» The input
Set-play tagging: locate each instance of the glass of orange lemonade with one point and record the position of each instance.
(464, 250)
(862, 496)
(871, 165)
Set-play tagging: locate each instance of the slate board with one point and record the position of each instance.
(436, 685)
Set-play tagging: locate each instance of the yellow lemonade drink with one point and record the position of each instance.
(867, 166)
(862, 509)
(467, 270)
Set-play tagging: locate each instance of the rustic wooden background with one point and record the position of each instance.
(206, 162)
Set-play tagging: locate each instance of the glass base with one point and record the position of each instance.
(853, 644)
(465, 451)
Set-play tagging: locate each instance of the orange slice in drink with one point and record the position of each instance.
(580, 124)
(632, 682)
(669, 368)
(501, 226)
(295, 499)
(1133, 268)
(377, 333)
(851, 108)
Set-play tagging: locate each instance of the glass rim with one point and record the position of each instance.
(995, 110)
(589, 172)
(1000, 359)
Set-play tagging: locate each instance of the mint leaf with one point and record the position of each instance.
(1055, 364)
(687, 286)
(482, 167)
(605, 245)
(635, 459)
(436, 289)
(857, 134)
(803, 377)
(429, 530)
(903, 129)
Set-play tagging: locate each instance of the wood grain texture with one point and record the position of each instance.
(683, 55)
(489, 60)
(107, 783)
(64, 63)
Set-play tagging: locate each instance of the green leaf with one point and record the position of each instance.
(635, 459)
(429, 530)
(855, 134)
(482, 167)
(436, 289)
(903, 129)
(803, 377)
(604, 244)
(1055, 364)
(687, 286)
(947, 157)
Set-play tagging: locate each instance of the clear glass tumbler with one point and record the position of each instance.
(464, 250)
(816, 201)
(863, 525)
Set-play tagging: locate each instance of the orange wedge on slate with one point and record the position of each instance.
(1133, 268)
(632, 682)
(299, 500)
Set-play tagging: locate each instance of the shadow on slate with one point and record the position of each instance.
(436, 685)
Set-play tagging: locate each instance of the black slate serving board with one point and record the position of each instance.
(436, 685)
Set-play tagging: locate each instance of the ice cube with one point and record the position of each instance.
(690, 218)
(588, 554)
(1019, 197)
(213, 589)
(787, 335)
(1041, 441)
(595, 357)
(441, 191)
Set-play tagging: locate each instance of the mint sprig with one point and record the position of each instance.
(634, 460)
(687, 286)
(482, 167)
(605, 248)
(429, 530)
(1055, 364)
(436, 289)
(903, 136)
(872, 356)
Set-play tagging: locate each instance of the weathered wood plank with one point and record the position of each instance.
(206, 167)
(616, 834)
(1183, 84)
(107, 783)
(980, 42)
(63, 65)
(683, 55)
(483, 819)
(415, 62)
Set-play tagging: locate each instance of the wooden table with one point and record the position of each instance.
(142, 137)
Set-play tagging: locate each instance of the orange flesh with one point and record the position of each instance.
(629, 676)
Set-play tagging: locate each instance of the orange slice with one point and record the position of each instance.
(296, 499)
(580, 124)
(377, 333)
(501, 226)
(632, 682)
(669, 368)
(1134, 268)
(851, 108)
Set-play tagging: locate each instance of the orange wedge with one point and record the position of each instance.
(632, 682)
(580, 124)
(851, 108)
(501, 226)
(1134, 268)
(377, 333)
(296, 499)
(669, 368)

» Goal
Repeat verbatim the rows above, starting with the line containing "Set-play tagging: locate each instance of the black" and ending with the last row, both included.

» Solved problem
Set-play tagging: locate each instance of the black slate serving board with one point and record the position of each instance.
(436, 685)
Set-play tagging: locate each instance of the ice cube with one point and record the position of each instance.
(690, 218)
(588, 554)
(1019, 197)
(213, 589)
(787, 335)
(1041, 441)
(595, 357)
(441, 191)
Set-play tagging: locate each instance of the mint sprig with one point and record the position of each instance.
(634, 460)
(687, 286)
(482, 167)
(605, 248)
(429, 530)
(1055, 364)
(436, 289)
(903, 136)
(872, 356)
Set-play tagging: locate each instance of the weathered wood plank with one point and record the position of each instance.
(206, 167)
(616, 834)
(1183, 84)
(107, 783)
(980, 42)
(63, 65)
(683, 55)
(483, 819)
(415, 62)
Set-play tagging: locate each instance of the wooden table with one point and record the position of each instance.
(142, 137)
Set-play tagging: locate each instance of the orange flesh with one point and record the position of each instance.
(629, 676)
Set-play tagging: locate each instance of the orange slice with one point and record the position of each instance.
(296, 499)
(580, 124)
(377, 333)
(501, 226)
(632, 682)
(669, 368)
(1134, 268)
(851, 108)
Set-play tagging: locate each instance of the orange wedge with one point and record the position of each instance.
(632, 682)
(580, 124)
(851, 108)
(501, 226)
(1134, 268)
(377, 333)
(296, 499)
(669, 368)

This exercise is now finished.